Excerpt to read –
++++++++

On the molecular front, basic research on intervention targets in virus and protozoa is being harnessed for application in human diseases. Following the discovery of specific microRNAs that reduce the replication capacity of multiple viral families, the Buck lab is focusing on developing and testing the antiviral therapeutic capacity of microRNAs against cytomegalovirus and other viruses. Currently they are developing antiviral microRNAs for treatment of respiratory virus infections.

The Schnaufer lab is pursuing two essential trypanosome enzymes as novel drug targets in these organisms. The first one is RNA editing ligase 1 (REL1), involved in a unique post-transcriptional RNA processing pathway in the mitochondrion of these organisms.

In collaboration with Prof Rommie Amaro, a computational biologist in the US, they have used state-of-the-art in silico drug screening techniques and have already identified a number of single-digit micromolar REL1 inhibitors, one of which kills the African trypanosome T. brucei with an IC50 in the low micromolar range.

They have also developed a biochemical high-throughput screening assay for REL1 and won support from SULSA, Wellcome Trust, GSK and the NIH in the USA for screening campaigns.

++++++++

Dataset records –
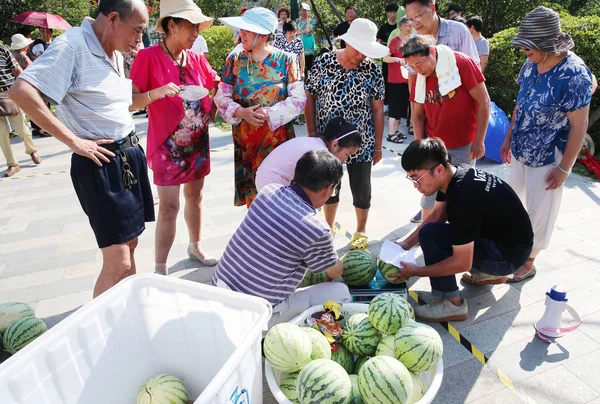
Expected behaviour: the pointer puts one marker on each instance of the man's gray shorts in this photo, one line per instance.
(460, 155)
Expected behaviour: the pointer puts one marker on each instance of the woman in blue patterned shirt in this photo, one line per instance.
(548, 124)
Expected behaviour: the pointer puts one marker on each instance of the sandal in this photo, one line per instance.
(395, 138)
(359, 241)
(520, 278)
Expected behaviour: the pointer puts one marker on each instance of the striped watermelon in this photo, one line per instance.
(344, 358)
(356, 397)
(311, 278)
(287, 347)
(359, 267)
(162, 389)
(360, 362)
(389, 312)
(289, 385)
(419, 389)
(11, 312)
(418, 346)
(386, 347)
(21, 333)
(320, 346)
(323, 381)
(388, 269)
(384, 380)
(359, 336)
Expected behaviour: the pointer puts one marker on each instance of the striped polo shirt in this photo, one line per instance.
(91, 92)
(281, 236)
(7, 63)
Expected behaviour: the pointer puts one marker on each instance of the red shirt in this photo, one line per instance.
(394, 73)
(453, 117)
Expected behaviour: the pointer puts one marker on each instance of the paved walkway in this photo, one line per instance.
(48, 258)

++++++++

Task statement – Translate this sentence from the excerpt on drug-target research above into Spanish: "The Schnaufer lab is pursuing two essential trypanosome enzymes as novel drug targets in these organisms."

Task result – El laboratorio Schnaufer está estudiando dos enzimas esenciales de los tripanosomas como nuevas dianas farmacológicas en estos organismos.